= Set task =
Only the lines from the one containing "of the leafy" to the end of the records belong in the output; print them exactly.
## Begin Given entries
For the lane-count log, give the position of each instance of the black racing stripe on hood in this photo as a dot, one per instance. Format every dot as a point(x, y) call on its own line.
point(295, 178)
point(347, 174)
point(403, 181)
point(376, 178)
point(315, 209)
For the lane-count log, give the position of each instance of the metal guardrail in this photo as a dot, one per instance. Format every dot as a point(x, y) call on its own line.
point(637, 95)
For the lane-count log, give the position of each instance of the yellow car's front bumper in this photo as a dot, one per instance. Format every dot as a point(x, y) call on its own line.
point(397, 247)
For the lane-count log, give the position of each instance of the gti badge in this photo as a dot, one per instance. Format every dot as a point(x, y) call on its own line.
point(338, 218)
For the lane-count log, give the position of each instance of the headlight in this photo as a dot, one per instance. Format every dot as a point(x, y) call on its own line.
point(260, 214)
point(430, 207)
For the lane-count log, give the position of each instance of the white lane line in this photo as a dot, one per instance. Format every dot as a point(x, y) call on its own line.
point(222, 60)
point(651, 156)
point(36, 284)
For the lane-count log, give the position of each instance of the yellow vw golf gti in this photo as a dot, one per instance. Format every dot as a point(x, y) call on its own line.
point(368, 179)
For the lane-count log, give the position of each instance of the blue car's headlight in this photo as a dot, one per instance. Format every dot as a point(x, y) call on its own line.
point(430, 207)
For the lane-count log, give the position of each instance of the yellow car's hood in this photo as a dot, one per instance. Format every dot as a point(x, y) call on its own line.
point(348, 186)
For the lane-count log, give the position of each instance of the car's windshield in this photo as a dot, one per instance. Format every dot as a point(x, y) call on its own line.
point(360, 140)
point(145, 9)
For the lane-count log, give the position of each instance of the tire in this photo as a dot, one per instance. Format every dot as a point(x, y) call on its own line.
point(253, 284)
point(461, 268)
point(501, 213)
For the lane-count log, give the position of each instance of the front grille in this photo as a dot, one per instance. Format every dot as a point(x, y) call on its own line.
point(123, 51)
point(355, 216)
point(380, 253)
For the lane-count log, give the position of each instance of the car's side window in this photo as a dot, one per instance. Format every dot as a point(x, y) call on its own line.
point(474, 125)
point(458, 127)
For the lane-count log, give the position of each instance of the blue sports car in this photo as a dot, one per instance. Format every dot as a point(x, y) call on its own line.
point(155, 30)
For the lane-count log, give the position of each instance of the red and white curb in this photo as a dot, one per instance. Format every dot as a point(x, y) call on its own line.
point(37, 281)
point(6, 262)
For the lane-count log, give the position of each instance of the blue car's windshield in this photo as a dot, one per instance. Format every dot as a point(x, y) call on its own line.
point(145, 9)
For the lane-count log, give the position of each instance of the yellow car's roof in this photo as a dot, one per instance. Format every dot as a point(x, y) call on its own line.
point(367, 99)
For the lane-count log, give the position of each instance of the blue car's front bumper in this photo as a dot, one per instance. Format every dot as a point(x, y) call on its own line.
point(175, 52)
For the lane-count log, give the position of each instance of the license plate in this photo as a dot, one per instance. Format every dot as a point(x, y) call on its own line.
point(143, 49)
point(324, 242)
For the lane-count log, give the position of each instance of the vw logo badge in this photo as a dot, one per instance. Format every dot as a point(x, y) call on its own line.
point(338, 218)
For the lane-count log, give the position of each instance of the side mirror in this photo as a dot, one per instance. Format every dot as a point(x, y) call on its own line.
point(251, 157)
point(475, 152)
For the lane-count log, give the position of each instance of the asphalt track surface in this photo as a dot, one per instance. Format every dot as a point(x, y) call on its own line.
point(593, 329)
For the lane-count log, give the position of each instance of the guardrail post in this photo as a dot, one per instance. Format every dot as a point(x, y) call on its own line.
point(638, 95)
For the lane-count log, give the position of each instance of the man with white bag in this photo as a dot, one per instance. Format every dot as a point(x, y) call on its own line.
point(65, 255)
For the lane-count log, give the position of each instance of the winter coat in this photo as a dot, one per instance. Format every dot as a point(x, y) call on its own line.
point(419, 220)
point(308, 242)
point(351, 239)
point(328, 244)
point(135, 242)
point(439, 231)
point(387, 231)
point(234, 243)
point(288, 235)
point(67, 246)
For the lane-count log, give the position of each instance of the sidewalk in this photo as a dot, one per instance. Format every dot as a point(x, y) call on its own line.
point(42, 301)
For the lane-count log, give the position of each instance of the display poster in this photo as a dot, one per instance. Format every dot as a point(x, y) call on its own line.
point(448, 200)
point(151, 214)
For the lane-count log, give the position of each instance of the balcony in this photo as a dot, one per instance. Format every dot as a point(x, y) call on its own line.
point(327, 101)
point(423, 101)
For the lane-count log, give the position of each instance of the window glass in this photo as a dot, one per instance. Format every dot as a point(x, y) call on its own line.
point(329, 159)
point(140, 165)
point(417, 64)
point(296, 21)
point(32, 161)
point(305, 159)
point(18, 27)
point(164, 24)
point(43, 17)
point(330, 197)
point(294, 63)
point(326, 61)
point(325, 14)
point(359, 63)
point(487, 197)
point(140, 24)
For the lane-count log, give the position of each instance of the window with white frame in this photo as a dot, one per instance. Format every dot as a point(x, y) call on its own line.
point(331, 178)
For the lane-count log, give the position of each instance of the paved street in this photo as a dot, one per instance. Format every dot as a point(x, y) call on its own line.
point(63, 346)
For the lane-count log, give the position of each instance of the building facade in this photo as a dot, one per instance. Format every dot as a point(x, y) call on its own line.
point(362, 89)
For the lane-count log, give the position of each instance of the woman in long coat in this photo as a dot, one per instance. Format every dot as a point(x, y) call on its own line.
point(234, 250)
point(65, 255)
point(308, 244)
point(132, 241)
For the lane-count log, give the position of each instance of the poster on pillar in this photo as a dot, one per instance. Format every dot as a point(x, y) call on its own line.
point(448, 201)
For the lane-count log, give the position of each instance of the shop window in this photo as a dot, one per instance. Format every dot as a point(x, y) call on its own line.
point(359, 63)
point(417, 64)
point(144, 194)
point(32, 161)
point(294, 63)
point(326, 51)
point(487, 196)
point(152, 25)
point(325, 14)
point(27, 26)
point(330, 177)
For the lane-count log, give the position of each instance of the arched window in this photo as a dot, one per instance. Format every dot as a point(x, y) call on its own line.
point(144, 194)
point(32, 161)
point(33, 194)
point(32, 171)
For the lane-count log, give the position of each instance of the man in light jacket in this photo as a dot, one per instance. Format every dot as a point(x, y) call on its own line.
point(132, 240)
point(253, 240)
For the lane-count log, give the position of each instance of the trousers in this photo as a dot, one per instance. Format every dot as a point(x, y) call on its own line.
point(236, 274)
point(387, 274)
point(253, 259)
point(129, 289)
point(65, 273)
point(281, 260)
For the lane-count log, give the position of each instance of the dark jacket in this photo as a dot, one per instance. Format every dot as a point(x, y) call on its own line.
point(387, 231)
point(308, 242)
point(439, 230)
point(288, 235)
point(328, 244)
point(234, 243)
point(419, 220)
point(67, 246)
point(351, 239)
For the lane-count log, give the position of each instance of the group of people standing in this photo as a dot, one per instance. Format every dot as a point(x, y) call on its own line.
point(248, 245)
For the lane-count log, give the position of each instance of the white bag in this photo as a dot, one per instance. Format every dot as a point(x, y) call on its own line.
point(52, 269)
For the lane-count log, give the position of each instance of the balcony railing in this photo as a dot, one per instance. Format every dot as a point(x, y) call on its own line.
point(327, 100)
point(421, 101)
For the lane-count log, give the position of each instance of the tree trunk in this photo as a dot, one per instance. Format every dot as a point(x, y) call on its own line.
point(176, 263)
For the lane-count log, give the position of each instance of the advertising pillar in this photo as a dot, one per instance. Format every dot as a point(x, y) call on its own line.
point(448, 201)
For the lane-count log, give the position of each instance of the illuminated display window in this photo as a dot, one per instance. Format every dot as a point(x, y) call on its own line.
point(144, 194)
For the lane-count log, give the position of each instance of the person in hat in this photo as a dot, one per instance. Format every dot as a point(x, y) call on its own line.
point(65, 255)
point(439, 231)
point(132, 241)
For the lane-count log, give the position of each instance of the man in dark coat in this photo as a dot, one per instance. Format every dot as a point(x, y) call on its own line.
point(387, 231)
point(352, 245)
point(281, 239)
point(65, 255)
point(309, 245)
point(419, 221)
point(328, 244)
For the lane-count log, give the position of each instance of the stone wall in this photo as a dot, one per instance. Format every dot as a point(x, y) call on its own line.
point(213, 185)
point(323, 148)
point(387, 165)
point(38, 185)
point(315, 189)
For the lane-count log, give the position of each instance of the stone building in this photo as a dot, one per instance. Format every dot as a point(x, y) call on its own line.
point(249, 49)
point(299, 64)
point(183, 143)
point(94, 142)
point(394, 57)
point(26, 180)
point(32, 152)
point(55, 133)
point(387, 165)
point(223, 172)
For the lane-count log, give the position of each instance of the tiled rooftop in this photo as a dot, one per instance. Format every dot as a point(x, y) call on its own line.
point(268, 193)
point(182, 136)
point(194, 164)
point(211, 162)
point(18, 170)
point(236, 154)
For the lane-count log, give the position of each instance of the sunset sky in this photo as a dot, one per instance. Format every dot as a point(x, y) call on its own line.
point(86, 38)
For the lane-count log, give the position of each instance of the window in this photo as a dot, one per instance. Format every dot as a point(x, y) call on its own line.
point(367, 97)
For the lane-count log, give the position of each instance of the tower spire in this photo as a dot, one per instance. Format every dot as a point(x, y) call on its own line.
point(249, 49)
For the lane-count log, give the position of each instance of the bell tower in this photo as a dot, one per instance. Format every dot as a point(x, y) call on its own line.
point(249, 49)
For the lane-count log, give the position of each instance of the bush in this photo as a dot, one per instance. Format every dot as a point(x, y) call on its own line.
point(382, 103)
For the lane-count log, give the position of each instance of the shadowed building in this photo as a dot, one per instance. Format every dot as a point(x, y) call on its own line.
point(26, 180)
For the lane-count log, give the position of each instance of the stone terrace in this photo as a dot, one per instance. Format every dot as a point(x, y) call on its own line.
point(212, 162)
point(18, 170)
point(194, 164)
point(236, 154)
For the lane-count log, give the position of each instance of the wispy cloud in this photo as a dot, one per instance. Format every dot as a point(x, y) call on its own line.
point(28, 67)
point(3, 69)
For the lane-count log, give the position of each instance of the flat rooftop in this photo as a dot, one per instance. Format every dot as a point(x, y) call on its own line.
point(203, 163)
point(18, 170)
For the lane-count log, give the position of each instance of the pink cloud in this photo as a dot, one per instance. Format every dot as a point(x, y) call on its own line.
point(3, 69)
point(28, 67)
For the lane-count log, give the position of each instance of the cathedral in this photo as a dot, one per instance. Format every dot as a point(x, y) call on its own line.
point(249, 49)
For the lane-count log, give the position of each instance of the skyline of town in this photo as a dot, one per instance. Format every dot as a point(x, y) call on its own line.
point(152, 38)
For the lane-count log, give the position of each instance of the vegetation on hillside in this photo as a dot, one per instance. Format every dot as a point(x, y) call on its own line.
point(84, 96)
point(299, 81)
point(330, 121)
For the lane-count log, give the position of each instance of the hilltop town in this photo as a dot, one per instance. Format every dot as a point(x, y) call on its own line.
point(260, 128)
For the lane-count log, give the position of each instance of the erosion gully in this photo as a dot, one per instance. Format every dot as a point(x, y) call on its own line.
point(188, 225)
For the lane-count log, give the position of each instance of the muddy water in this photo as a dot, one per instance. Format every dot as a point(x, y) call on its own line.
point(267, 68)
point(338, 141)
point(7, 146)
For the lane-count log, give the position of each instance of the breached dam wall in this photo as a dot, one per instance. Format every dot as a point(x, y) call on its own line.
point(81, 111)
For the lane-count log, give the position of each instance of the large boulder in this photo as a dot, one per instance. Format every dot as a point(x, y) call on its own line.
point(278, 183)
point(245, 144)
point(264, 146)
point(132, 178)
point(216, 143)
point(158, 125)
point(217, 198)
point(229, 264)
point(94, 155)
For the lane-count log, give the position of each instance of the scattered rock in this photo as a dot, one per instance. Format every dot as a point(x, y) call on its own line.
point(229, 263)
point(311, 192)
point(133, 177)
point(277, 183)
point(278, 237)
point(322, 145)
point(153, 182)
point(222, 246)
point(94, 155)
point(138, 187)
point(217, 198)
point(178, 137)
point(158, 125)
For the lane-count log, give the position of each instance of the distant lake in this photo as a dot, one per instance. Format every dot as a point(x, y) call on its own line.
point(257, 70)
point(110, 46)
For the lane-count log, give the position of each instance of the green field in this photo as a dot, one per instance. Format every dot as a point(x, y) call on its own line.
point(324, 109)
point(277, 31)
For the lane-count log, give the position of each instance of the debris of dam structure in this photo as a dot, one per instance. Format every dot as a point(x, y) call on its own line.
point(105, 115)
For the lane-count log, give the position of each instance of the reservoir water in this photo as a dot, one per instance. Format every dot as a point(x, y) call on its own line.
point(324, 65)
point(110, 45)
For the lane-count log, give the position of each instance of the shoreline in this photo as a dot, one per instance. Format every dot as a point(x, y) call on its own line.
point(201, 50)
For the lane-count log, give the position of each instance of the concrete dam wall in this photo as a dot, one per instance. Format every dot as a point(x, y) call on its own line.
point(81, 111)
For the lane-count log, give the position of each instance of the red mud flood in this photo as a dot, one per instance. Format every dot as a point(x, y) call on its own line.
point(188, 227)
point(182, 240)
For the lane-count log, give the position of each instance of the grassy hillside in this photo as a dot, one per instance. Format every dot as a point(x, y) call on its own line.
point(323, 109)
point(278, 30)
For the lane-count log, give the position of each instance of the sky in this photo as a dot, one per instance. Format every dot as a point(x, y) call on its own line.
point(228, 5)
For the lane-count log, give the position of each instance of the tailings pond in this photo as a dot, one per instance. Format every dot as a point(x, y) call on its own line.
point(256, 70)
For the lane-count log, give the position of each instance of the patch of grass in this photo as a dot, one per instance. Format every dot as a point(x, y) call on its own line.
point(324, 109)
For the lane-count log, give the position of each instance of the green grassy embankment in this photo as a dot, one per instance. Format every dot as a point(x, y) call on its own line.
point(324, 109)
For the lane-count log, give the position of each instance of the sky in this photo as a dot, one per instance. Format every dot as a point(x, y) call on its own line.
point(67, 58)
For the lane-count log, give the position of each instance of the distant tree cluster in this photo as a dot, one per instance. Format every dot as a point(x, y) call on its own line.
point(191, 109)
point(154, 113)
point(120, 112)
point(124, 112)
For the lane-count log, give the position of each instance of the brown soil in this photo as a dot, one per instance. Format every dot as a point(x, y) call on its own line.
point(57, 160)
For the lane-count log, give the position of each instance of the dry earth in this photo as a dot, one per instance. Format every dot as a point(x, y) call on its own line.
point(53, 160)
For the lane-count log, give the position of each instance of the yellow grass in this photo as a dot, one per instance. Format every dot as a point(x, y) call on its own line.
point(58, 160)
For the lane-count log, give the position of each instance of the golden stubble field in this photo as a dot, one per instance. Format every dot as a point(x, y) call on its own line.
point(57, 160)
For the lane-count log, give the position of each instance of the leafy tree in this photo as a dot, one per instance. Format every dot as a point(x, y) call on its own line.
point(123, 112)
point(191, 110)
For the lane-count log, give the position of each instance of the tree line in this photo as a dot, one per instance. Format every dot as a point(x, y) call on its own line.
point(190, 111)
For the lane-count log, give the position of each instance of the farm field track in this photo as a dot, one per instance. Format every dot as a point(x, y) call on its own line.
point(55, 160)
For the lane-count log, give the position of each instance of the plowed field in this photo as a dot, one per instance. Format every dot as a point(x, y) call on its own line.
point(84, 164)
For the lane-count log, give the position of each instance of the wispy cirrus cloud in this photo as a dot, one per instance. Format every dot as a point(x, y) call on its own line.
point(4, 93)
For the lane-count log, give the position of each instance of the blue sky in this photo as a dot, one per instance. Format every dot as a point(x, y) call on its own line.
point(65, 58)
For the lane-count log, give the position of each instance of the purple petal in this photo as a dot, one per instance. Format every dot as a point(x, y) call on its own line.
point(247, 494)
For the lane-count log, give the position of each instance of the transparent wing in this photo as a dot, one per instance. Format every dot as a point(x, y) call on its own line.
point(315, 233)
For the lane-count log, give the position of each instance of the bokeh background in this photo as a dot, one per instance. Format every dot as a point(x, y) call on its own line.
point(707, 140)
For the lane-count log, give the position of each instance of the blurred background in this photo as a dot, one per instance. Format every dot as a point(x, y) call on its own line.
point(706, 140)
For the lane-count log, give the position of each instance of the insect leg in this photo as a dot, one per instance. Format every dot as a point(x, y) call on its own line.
## End Given entries
= Output of the exercise =
For the lane-count log, give the position of each instance of the leafy tree in this photo as a dot, one per instance. Format every dot as a point(x, y) call on its own line.
point(123, 112)
point(191, 110)
For the lane-count log, give the position of each instance of the tree line in this photo as a dot, one per instance. Format every dot as a point(x, y) call on its own line.
point(190, 111)
For the lane-count log, give the position of each instance of the farm field track in this photo as a dot, one per instance. Format every dot as a point(x, y) call on its own line.
point(55, 160)
For the lane-count log, give the position of each instance of the plowed field in this photo as a dot, one per instance. Format every dot as a point(x, y) call on its own line.
point(84, 164)
For the lane-count log, give the position of each instance of the wispy cirrus cloud in this photo as a dot, one per instance. Format every dot as a point(x, y) call on its own line.
point(4, 93)
For the lane-count log, give the position of each instance of the blue sky in this photo as a dot, one per instance. Format every dot as a point(x, y) call on its own line.
point(65, 58)
For the lane-count log, give the position of each instance of the purple petal in this photo as a dot, one per instance. Format every dot as a point(x, y) call on its own line.
point(247, 494)
For the lane-count log, give the position of each instance of the transparent wing in this photo as a dot, one per instance. Format every dot as a point(x, y) call on its own line.
point(315, 233)
For the lane-count log, give the position of each instance of the bokeh background in this photo as a dot, one per instance. Format every dot as a point(x, y) call on its own line.
point(707, 140)
For the lane-count log, give the position of each instance of the blurred background in this photo as a dot, one per instance. Format every dot as a point(x, y) call on its own line.
point(706, 140)
For the lane-count log, give the position of each instance of the insect leg in this photo as a dot, one per instance. Format every dot as a point(x, y) call on its own line.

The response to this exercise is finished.